◆ About this exercise: Reproduce verbatim the line in which "of the buoyancy" occurs, together with each line that follows it to the end of the listing, and nothing more.

◆ Data for this task:
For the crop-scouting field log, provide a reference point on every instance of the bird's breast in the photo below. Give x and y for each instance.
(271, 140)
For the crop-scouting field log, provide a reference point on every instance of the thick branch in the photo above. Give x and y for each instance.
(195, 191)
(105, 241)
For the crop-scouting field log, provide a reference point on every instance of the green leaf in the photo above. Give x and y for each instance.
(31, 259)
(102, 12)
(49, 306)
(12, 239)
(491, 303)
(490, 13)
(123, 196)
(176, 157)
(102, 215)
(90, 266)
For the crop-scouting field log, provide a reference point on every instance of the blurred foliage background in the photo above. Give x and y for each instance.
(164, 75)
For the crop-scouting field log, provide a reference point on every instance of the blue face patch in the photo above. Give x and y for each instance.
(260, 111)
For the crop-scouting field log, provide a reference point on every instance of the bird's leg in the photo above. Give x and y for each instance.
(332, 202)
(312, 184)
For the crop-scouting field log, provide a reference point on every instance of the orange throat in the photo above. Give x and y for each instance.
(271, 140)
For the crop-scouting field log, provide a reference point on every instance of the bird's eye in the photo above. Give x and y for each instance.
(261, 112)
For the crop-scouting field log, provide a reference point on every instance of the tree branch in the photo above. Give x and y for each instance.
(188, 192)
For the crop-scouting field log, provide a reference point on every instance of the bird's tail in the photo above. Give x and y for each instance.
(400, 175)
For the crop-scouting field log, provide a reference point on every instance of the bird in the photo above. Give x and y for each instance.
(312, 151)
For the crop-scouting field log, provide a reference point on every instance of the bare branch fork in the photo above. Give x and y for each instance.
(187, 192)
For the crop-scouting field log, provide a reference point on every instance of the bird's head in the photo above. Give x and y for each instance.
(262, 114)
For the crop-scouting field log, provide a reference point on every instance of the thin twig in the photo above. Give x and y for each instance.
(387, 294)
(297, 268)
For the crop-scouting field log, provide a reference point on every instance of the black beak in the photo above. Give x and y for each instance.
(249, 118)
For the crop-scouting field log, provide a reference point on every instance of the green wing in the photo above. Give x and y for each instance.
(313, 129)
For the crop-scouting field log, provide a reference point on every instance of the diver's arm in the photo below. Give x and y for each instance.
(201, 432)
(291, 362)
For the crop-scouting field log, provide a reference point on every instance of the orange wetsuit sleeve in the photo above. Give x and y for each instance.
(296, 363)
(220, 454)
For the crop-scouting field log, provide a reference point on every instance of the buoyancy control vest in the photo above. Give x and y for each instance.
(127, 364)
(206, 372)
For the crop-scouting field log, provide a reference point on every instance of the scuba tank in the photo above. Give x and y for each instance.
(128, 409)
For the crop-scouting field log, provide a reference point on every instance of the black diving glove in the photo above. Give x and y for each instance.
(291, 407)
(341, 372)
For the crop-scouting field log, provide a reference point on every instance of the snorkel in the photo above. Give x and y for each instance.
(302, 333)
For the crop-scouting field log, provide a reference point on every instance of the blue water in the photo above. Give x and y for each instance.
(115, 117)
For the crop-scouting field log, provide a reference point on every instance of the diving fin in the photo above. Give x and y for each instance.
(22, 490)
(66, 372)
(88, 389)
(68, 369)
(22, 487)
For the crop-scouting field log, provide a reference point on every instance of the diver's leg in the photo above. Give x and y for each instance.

◆ Answer to this task:
For the crop-scouting field log, provide a reference point on every instance of the buoyancy control vest in the photo above. Give x and y for each instance.
(127, 364)
(206, 372)
For the crop-scouting field log, provide a reference point on every instance of the scuba tank in the photo above. Give x and y for each instance.
(128, 409)
For the crop-scouting field log, provide a reference point on every instance of the black diving glove in the photo above. Give x and y for each instance.
(291, 407)
(341, 372)
For the crop-scouting field log, provide a reference point on every instance of the snorkel in the photo above. Give x and y for each instance.
(302, 333)
For the crop-scouting field log, provide a reference point on every instance of the blue water in the photo above. Give x and y for each instance.
(115, 117)
For the crop-scouting field log, provide a reference point on every instance of the diving fin in the photo above. Give x and y for each instance.
(22, 490)
(66, 372)
(88, 389)
(68, 369)
(22, 487)
For the crop-scouting field log, provide a reference point on every instance of the diver's leg in the photo above. Give x and y for each instance.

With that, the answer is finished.